### MATERIALS PROVIDED
○ ○ ○ ○

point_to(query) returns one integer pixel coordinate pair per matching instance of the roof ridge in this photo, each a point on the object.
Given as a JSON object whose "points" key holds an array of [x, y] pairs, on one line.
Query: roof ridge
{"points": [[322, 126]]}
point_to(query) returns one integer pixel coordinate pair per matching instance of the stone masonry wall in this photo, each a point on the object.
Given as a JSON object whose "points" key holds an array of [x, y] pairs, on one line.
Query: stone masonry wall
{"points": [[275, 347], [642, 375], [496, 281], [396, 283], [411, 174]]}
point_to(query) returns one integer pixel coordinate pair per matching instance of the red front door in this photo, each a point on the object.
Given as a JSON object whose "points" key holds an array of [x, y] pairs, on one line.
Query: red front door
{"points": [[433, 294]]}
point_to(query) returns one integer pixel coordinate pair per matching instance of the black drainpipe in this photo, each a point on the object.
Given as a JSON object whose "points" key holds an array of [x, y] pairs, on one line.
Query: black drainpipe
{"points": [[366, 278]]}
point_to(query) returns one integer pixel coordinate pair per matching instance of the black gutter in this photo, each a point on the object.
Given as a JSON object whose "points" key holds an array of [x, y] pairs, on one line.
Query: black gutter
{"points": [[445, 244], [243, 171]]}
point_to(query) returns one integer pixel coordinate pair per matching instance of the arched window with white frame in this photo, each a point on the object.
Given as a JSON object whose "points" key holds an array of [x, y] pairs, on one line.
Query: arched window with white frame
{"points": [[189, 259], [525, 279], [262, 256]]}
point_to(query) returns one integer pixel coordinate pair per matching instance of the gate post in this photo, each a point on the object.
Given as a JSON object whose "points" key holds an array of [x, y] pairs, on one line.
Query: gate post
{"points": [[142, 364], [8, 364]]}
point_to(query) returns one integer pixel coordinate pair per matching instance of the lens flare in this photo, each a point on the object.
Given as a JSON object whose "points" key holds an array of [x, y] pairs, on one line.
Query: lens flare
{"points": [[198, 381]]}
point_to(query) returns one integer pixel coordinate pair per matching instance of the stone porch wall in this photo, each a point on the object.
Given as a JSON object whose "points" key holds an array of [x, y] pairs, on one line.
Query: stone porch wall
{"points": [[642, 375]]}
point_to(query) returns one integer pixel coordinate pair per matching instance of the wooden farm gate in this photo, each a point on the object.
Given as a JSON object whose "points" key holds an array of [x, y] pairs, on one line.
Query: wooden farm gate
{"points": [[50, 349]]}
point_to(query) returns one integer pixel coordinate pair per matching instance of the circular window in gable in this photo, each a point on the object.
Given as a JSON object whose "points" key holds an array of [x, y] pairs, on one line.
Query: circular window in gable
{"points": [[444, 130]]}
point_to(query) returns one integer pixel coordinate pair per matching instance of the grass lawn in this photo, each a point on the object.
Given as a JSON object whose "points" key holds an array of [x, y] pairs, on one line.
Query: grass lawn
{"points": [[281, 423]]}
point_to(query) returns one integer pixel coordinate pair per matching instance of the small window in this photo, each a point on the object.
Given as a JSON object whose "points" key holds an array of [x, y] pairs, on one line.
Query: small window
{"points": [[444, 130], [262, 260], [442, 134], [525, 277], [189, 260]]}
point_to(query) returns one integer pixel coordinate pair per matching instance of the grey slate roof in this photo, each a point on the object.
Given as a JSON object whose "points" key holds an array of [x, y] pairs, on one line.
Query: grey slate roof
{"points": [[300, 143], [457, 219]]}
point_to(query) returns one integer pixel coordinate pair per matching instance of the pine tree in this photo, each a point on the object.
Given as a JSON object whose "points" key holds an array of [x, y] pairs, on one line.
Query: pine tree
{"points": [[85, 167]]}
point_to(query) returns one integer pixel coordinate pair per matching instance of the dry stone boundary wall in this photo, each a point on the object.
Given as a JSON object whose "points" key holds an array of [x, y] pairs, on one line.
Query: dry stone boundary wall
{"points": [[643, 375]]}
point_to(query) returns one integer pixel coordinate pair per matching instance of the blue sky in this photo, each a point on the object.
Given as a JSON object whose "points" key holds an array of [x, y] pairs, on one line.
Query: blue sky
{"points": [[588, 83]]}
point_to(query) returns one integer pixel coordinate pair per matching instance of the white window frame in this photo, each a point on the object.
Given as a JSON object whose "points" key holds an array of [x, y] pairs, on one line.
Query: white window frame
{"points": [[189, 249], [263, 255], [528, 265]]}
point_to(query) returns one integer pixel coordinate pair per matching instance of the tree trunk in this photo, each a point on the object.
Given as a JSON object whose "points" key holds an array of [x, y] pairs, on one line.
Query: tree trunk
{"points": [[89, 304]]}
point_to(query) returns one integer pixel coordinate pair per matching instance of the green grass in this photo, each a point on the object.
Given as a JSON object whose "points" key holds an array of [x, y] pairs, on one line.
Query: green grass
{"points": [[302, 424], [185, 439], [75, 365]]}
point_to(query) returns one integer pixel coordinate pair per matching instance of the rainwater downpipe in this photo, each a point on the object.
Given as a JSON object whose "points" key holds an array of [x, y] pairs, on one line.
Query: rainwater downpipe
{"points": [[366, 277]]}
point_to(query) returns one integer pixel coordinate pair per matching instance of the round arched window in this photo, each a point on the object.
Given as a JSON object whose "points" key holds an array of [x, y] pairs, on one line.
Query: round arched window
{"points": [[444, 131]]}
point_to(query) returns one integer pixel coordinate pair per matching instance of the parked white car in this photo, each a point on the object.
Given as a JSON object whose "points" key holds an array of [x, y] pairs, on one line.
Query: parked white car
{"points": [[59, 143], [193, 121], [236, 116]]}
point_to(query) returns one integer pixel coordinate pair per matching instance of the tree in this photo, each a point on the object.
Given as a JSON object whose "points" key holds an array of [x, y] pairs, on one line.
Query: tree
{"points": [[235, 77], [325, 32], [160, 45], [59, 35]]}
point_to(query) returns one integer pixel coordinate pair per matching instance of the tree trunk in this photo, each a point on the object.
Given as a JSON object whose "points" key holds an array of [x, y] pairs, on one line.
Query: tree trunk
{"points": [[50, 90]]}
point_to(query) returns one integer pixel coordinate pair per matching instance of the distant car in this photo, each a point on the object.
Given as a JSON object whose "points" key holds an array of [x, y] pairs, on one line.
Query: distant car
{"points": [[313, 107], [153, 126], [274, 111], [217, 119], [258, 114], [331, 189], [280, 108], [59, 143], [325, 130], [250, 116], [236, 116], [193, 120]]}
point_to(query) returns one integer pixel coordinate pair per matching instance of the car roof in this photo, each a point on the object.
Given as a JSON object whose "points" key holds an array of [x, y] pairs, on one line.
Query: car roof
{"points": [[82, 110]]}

○ ○ ○ ○

Print the whole listing again, exactly.

### ANSWER TO THIS PROBLEM
point_to(query) returns one integer pixel coordinate pair per matching instance of the roof ridge in this photo, each a point on the object.
Given as a JSON object whose "points" key holds an array of [x, y] pairs, on one line.
Query: roof ridge
{"points": [[322, 126]]}
point_to(query) returns one integer pixel coordinate pair per matching instance of the stone masonry wall in this photo, each a point on the object.
Given as a JSON object whose "points" key holds an array of [x, y] pairs, on one line.
Query: stone masonry wall
{"points": [[275, 347], [642, 375], [496, 281], [396, 283], [411, 174]]}
point_to(query) returns one integer pixel coordinate pair per matching instance of the red front door in this photo, each a point on the object.
Given as a JSON object whose "points" key holds an array of [x, y] pairs, on one line.
Query: red front door
{"points": [[433, 294]]}
point_to(query) returns one integer pixel coordinate pair per matching instance of the black drainpipe in this photo, each a point on the object.
Given as a JSON object whose "points" key holds an array of [x, y] pairs, on one line.
Query: black drainpipe
{"points": [[366, 278]]}
point_to(query) returns one integer pixel coordinate pair per matching instance of the black gutter in this photo, each a point on the object.
Given as a JSON object whose "points" key holds an array of [x, y] pairs, on one line.
Query: black gutter
{"points": [[445, 244], [243, 171]]}
point_to(query) returns one integer pixel coordinate pair per matching instance of the arched window with white frame in this photo, each a point on the object.
Given as a JSON object whose "points" key holds an array of [x, y] pairs, on one line.
Query: arched window with white frame
{"points": [[189, 259], [525, 279], [262, 256]]}
point_to(query) returns one integer pixel coordinate pair per matching instance of the gate post in this photo, each a point on the object.
Given as a JSON object whose "points" key holds an array of [x, y] pairs, on one line.
Query: gate post
{"points": [[142, 364], [8, 364]]}
point_to(query) returns one integer pixel coordinate pair per matching instance of the lens flare in this photo, each a point on the object.
Given as a JSON object whose "points" key holds an array of [x, y] pairs, on one line.
Query: lens flare
{"points": [[198, 381]]}
point_to(query) returns one integer pixel coordinate pair per matching instance of the stone porch wall in this photo, each a point on the object.
Given as a JSON object whose "points" key holds an array of [x, y] pairs, on one line.
Query: stone porch wall
{"points": [[642, 375]]}
point_to(query) returns one integer pixel coordinate pair per matching instance of the wooden farm gate in this photo, each a point on the object.
Given as a JSON object whose "points" key holds an array of [x, y] pairs, on one line.
Query: wooden farm gate
{"points": [[50, 349]]}
point_to(query) returns one integer pixel coordinate pair per matching instance of the circular window in gable in this photo, each a point on the object.
Given as a JSON object whose "points" key holds an array of [x, y] pairs, on one line.
Query: circular window in gable
{"points": [[444, 130]]}
point_to(query) returns one integer pixel coordinate pair per matching instance of the grass lawn in this photo, each a point on the object.
Given as a JSON object whose "points" key holds an array of [x, y] pairs, on one line.
Query: grass lawn
{"points": [[281, 423]]}
point_to(query) returns one integer pixel coordinate pair per matching instance of the small window in this photo, each a point on the object.
Given as a JSON object whose "points" key holds an array of [x, y] pairs, on one line.
Query: small window
{"points": [[444, 130], [262, 260], [442, 134], [525, 277], [189, 260]]}
point_to(query) returns one integer pixel coordinate pair per matching instance of the grey slate roof in this photo, each a point on the object.
Given as a JSON object whose "points" key holds an array of [x, y] pairs, on one line.
Query: grey slate roof
{"points": [[300, 143], [457, 219]]}
point_to(query) returns one integer pixel coordinate pair per matching instance of the pine tree in this photo, each a point on the object.
Given as a JSON object whose "points" key holds an array of [x, y] pairs, on one line.
Query: pine tree
{"points": [[85, 167]]}
point_to(query) returns one integer pixel coordinate pair per matching instance of the dry stone boundary wall in this photo, each a point on the object.
Given as a JSON object whose "points" key holds an array of [x, y] pairs, on one line.
Query: dry stone boundary wall
{"points": [[643, 375]]}
point_to(query) returns one integer pixel coordinate pair per matching instance of the blue sky in this photo, each a point on the object.
Given as a JSON object whose "points" key holds an array of [x, y] pairs, on one line.
Query: blue sky
{"points": [[588, 83]]}
point_to(query) returns one integer pixel coordinate pair per matching instance of the white window frame in this photo, each a point on the object.
Given as a JSON object whose "points" key holds an array of [x, y] pairs, on one line.
Query: white window frame
{"points": [[189, 249], [263, 255], [528, 265]]}
point_to(query) returns one integer pixel coordinate pair per matching instance of the tree trunk in this photo, each a point on the object.
Given as a JSON object whose "points" key holds an array of [x, y] pairs, on one line.
Query: tree trunk
{"points": [[89, 304]]}
point_to(query) returns one integer pixel coordinate pair per matching instance of the green grass in this photo, each a point on the object.
Given as a JSON object whose "points" key holds an array of [x, y] pairs, on one line.
Query: green grass
{"points": [[302, 424], [185, 439], [75, 365]]}
point_to(query) returns one integer pixel coordinate pair per matching instance of the rainwater downpipe in this photo, each a point on the object.
Given as a JSON object whose "points" key holds an array of [x, y] pairs, on one line.
Query: rainwater downpipe
{"points": [[366, 277]]}
point_to(query) returns one integer pixel coordinate pair per matching instance of the round arched window in this photo, each a point on the object.
Given as a JSON object whose "points" key holds an array of [x, y] pairs, on one line.
Query: round arched window
{"points": [[444, 131]]}
point_to(query) returns one integer pixel coordinate pair per matching instance of the parked white car in this photo, each a point on the object.
Given as a JSON object whose "points" key holds an array of [x, y] pairs, on one line.
Query: parked white car
{"points": [[59, 143], [193, 121], [236, 116]]}
point_to(query) returns one integer pixel coordinate pair per matching instance of the tree in this photo, each a point on the object.
Given as a JSON object whose "points" key holds an array of [x, y] pairs, on one line.
Query: tree
{"points": [[235, 77], [325, 32], [160, 45], [59, 35]]}
point_to(query) returns one integer pixel coordinate pair per matching instance of the tree trunk in this photo, each a point on the object.
Given as a JSON object whose "points" key holds an array of [x, y] pairs, on one line.
Query: tree trunk
{"points": [[50, 90]]}
point_to(query) returns one integer pixel coordinate pair per matching instance of the distant car in this photo, each a point on the object.
Given as a JSON object whose "points" key holds an array of [x, y] pairs, on one line.
Query: distant car
{"points": [[313, 107], [153, 126], [274, 111], [217, 119], [258, 114], [331, 189], [280, 108], [59, 143], [325, 130], [250, 116], [236, 116], [193, 120]]}
point_to(query) returns one integer pixel coordinate pair per matching instance of the car roof in this photo, each a point on the object.
Given as a JSON object whose "points" key holds an array of [x, y] pairs, on one line.
Query: car roof
{"points": [[82, 110]]}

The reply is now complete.